_Text_
□ □ □

From f/2 to f/2.8 the lenses are essentially equal.  At f/2 there is a “splitting hairs” advantage for the Canon at some points, but not enough to be noticeable in the real world.  At f/2.8 they look nearly identical.

After f/2.8, however, the roles reverse, and the Zeiss becomes sharper and with higher contrast.  At f/5.6, for example, there are definitely spots across the frame where the Milvus looks sharper and more contrasty.  It delivers perfect resolution from corner to corner, making it exceptional for landscape use.  

In some ways the Milvus 35 follows the familiar pattern of classic Zeiss lenses (sharpness increases as you stop the lens down), though in the case of the Milvus 35 you start with much higher resolution than past lenses at wide apertures.

□ □ □

_Written problem 1_
Answer these from the lens review, one a line:
(a) At which aperture does the Canon show a "splitting hairs" advantage at some points?
(b) At f/5.6, which lens looks sharper and more contrasty in spots across the frame?
(c) For what kind of use does the corner-to-corner resolution make the lens exceptional?
The lens review and the listing after it are unrelated material.

_Extracts from a box-labeled dataset_
□ □ □

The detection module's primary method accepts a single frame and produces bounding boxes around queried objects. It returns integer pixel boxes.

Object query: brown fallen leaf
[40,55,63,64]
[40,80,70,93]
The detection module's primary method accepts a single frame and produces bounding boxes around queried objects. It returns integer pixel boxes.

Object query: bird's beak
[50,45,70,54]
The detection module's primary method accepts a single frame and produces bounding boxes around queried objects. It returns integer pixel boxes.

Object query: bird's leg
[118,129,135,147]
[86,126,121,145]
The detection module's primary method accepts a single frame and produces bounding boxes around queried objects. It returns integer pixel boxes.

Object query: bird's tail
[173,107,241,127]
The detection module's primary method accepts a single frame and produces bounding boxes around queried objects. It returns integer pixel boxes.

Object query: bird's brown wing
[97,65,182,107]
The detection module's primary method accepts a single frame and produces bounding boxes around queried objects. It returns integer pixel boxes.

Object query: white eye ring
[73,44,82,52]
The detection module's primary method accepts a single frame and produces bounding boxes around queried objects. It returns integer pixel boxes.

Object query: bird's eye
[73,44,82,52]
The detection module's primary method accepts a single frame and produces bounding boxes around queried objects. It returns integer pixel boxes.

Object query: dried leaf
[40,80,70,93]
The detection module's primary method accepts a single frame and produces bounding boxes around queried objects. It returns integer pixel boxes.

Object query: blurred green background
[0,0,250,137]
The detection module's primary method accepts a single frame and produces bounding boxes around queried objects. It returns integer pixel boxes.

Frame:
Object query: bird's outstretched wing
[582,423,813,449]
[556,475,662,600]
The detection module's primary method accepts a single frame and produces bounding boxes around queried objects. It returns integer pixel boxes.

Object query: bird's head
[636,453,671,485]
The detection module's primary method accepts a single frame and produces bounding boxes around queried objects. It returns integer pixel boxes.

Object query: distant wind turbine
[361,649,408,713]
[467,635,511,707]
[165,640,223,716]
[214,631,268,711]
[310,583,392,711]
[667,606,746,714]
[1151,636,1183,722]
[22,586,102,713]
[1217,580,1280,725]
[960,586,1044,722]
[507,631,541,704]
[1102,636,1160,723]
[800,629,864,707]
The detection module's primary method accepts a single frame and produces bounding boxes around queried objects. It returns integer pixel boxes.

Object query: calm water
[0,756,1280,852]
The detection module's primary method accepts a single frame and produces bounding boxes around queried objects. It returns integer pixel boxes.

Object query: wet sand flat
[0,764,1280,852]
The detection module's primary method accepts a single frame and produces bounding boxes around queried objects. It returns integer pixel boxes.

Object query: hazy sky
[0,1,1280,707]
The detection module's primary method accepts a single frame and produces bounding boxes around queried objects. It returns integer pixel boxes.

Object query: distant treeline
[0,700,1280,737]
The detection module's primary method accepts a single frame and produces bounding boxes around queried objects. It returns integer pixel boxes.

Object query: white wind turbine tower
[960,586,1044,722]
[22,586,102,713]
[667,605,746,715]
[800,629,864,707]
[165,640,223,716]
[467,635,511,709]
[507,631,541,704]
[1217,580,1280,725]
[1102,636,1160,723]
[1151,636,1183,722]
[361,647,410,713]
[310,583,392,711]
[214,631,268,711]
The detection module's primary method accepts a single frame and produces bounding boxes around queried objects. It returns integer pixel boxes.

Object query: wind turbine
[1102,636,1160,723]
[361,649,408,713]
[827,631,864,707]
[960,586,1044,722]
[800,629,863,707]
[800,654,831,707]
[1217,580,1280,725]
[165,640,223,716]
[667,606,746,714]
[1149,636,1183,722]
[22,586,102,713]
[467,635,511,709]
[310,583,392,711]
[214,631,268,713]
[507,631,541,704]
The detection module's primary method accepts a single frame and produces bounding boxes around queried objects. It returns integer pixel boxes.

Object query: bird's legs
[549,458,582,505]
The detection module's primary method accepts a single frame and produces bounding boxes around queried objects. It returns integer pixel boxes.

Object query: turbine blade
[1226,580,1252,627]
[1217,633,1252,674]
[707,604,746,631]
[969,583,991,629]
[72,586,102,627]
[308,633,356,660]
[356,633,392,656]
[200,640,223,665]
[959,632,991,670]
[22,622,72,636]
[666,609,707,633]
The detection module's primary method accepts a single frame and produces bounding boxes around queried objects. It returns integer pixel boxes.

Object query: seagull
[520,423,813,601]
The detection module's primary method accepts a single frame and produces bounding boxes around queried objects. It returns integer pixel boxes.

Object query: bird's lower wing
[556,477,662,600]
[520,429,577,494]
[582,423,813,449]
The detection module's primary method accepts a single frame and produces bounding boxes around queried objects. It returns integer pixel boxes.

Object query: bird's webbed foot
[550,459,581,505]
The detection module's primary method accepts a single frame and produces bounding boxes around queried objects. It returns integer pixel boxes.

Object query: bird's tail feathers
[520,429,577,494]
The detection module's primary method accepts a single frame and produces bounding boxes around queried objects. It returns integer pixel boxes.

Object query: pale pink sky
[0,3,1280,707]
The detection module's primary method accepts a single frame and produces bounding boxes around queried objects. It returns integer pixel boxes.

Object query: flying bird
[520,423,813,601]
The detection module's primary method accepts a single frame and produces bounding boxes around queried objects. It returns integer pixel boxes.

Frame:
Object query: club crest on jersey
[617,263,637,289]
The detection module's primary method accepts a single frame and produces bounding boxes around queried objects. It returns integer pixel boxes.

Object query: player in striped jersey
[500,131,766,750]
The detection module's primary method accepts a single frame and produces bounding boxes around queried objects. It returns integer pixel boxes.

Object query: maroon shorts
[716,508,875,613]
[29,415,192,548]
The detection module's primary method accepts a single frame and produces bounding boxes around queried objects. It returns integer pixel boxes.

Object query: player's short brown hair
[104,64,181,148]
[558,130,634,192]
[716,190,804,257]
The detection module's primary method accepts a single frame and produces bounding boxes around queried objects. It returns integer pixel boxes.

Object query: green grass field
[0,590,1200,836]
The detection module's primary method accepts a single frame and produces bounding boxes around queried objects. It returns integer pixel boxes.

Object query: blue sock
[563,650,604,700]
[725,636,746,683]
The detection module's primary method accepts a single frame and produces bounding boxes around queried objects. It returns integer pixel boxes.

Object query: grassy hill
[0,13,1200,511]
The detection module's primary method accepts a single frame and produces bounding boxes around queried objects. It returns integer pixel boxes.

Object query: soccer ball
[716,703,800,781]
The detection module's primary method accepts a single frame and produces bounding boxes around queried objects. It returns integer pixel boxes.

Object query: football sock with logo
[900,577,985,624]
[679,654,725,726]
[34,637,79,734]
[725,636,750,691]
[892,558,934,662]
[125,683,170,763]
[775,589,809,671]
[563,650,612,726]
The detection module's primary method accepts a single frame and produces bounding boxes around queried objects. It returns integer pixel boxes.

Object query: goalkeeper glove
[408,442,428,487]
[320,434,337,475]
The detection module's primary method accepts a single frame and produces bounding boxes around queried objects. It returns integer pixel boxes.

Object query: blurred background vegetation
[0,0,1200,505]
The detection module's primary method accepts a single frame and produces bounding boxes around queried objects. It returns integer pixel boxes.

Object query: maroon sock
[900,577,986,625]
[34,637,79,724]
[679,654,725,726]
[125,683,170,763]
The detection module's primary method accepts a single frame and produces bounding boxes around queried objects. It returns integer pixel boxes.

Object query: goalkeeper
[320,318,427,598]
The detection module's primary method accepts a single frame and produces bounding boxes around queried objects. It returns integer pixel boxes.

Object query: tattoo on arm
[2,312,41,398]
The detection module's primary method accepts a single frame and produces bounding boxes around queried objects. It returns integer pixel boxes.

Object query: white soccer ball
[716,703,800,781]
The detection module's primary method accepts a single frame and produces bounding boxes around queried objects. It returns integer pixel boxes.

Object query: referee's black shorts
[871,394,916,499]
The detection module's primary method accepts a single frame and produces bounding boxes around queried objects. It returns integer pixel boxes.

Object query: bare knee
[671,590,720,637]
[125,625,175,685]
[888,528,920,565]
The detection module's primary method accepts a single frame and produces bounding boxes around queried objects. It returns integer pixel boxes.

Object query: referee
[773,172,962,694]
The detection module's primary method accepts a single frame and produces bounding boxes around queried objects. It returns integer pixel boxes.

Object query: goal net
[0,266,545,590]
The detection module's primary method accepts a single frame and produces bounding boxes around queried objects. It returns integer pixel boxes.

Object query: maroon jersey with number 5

□ □ □

_Written problem 2_
Please give everything in the listing from its first line down through the line containing "[0,0,250,137]", both included, as a JSON list of strings, one string per line, with blank lines left out.

_Final result 1_
(a) f/2
(b) The Milvus
(c) Landscape use

_Final result 2_
[
  "The detection module's primary method accepts a single frame and produces bounding boxes around queried objects. It returns integer pixel boxes.",
  "Object query: brown fallen leaf",
  "[40,55,63,64]",
  "[40,80,70,93]",
  "The detection module's primary method accepts a single frame and produces bounding boxes around queried objects. It returns integer pixel boxes.",
  "Object query: bird's beak",
  "[50,45,70,54]",
  "The detection module's primary method accepts a single frame and produces bounding boxes around queried objects. It returns integer pixel boxes.",
  "Object query: bird's leg",
  "[118,129,135,147]",
  "[86,126,121,145]",
  "The detection module's primary method accepts a single frame and produces bounding boxes around queried objects. It returns integer pixel boxes.",
  "Object query: bird's tail",
  "[173,107,241,127]",
  "The detection module's primary method accepts a single frame and produces bounding boxes around queried objects. It returns integer pixel boxes.",
  "Object query: bird's brown wing",
  "[97,65,182,107]",
  "The detection module's primary method accepts a single frame and produces bounding boxes around queried objects. It returns integer pixel boxes.",
  "Object query: white eye ring",
  "[73,44,82,52]",
  "The detection module's primary method accepts a single frame and produces bounding boxes around queried objects. It returns integer pixel boxes.",
  "Object query: bird's eye",
  "[73,44,82,52]",
  "The detection module's primary method accepts a single frame and produces bounding boxes around queried objects. It returns integer pixel boxes.",
  "Object query: dried leaf",
  "[40,80,70,93]",
  "The detection module's primary method accepts a single frame and produces bounding boxes around queried objects. It returns integer pixel boxes.",
  "Object query: blurred green background",
  "[0,0,250,137]"
]